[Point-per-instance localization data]
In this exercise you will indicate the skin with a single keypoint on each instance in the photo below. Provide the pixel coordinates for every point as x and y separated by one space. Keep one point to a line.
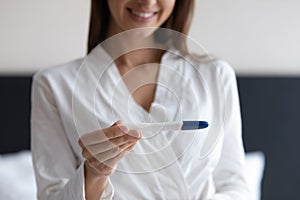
103 149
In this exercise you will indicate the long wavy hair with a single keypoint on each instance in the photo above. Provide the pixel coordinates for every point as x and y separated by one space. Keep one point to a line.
180 20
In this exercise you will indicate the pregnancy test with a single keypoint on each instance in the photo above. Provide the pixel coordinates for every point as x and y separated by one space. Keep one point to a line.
168 126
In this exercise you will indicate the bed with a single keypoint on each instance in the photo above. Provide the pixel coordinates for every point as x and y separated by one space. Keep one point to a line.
270 113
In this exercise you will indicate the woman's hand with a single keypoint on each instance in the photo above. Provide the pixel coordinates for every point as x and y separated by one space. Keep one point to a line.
103 149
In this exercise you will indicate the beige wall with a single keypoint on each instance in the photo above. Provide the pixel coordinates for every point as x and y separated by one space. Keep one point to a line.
256 37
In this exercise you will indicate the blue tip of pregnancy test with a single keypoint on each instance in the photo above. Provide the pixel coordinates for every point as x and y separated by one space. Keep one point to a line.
193 125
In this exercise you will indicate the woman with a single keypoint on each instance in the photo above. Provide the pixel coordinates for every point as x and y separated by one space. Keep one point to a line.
113 161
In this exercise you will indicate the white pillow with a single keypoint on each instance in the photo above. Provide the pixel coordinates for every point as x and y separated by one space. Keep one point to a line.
255 164
17 177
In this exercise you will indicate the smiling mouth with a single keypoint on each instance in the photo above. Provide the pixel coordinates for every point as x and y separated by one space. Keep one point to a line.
140 14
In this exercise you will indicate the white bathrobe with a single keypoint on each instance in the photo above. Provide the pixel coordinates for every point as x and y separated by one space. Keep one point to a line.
89 94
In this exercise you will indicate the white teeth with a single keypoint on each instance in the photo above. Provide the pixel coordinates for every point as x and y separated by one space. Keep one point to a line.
142 14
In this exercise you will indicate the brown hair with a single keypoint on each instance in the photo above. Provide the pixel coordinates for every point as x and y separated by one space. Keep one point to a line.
180 20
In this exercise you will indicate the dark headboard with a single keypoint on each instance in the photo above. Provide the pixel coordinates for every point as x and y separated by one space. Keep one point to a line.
270 112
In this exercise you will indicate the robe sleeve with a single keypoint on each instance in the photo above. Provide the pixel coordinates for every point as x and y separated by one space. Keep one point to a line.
229 175
57 171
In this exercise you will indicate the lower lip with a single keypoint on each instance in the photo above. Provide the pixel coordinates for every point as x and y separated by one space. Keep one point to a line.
141 19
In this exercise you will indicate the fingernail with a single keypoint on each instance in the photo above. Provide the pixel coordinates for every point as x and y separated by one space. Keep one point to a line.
136 133
124 128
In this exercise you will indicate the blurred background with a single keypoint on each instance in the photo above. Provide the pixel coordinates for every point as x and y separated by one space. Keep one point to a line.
259 38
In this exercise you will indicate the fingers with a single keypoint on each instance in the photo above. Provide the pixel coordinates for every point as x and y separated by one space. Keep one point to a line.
103 149
105 146
109 162
114 131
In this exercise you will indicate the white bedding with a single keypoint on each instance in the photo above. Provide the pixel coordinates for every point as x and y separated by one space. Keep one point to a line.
17 178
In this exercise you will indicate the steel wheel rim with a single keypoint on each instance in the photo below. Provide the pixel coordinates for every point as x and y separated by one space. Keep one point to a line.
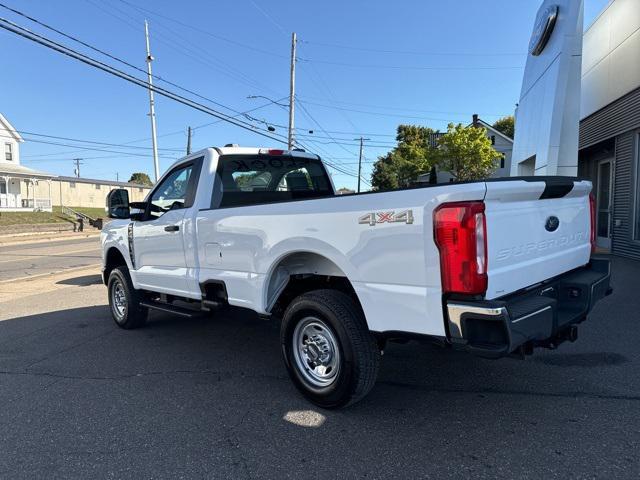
119 299
316 352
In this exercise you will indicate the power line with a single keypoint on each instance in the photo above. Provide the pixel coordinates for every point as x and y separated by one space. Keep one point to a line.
113 57
413 52
174 44
46 42
24 132
388 107
269 17
189 49
205 32
93 149
414 67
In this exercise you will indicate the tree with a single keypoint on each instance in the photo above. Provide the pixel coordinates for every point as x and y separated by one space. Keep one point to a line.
506 125
466 153
140 178
414 155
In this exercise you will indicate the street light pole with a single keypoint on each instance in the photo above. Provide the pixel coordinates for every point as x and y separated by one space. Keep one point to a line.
292 90
152 109
362 140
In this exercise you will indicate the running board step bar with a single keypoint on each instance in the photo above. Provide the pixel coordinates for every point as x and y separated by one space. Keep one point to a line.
168 308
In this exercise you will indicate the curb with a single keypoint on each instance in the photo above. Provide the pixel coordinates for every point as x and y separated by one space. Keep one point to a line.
29 238
50 274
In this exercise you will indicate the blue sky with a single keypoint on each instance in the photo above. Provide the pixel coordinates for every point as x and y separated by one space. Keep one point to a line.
364 67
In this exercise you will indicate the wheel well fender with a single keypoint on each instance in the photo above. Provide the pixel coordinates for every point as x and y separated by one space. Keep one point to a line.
113 258
299 272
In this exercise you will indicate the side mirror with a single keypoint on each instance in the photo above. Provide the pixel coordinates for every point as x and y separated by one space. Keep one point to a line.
118 204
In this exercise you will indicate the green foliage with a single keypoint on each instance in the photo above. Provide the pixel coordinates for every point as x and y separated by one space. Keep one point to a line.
506 125
413 156
466 153
140 178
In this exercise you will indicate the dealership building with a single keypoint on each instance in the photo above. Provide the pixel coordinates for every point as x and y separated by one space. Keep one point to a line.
609 138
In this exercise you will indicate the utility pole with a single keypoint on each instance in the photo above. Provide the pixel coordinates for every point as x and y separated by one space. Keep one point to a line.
77 169
362 140
152 109
292 90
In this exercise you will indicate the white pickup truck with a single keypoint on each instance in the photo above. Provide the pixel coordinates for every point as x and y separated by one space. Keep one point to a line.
493 267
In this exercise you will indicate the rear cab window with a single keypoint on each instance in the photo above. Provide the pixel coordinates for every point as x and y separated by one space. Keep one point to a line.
243 180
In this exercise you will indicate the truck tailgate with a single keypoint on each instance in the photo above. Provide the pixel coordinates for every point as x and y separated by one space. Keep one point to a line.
536 229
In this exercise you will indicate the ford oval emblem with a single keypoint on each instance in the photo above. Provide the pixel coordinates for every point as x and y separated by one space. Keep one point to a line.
542 30
552 224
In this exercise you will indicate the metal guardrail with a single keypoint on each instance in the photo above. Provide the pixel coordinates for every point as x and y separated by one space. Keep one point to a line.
82 217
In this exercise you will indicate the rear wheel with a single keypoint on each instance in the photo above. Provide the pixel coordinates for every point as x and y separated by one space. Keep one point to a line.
124 300
329 352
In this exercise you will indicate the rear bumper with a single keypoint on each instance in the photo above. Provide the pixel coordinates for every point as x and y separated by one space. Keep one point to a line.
544 315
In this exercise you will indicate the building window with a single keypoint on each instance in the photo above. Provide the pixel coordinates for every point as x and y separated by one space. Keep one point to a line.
636 230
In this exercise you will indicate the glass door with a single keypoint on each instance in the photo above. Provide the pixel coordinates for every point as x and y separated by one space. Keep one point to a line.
603 205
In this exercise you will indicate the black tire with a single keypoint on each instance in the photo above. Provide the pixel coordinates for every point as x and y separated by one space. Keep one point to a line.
358 356
132 315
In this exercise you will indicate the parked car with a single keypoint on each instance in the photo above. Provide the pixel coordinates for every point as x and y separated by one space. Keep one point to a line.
493 267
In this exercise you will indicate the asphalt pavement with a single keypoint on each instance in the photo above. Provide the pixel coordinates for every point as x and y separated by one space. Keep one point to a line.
20 260
209 398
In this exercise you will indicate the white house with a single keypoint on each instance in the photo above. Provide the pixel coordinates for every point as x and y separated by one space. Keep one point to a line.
501 143
21 188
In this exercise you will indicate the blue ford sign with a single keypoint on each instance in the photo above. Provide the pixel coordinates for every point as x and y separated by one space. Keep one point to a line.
542 30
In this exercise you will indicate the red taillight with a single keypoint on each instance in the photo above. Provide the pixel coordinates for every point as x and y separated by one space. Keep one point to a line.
592 208
461 236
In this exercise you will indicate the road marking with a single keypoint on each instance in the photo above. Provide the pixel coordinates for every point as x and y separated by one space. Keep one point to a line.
54 255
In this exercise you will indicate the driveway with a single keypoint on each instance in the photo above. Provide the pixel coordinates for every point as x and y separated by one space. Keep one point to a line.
209 397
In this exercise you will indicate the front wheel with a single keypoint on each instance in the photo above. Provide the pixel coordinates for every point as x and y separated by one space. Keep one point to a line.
124 300
328 350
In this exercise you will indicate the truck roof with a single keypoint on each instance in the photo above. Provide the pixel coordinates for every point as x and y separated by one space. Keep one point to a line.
236 150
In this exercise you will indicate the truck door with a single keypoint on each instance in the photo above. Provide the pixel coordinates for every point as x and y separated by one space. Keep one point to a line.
159 240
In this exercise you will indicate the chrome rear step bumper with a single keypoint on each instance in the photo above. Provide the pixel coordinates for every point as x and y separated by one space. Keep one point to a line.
544 316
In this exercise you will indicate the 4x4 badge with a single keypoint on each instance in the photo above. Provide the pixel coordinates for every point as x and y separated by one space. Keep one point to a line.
373 218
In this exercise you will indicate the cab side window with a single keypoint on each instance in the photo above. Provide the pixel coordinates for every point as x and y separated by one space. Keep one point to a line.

[DESCRIPTION OF THE TASK]
What you give back should be exactly the lines of the entries above from the one containing "In this exercise you will indicate the truck door" to the end, and nothing more.

[SOLUTION FOR THIS PROBLEM]
In this exercise you will indicate the truck door with a single keypoint on each instance in the photo above. Provide the pixel coordinates for every point as x and y separated by one space. Keep one point to a line.
159 240
In this exercise you will indicate the chrome rear step bumper with a single keypoint on each instance in the photo above. Provide the pixel coordinates for every point as x and y separated by one space. Keep one point to a line.
544 316
In this exercise you will indicate the 4x4 badge with a single keypoint on each instance in the photo above. Provide the pixel coordinates for every point as x and y separated by one space. Keep one point to a line.
373 218
In this exercise you will indicate the cab side window with a single keypoint on each instance in the photo above. Provide the pixel coordinates for every point as x and y separated by one space. Keep one point to a line.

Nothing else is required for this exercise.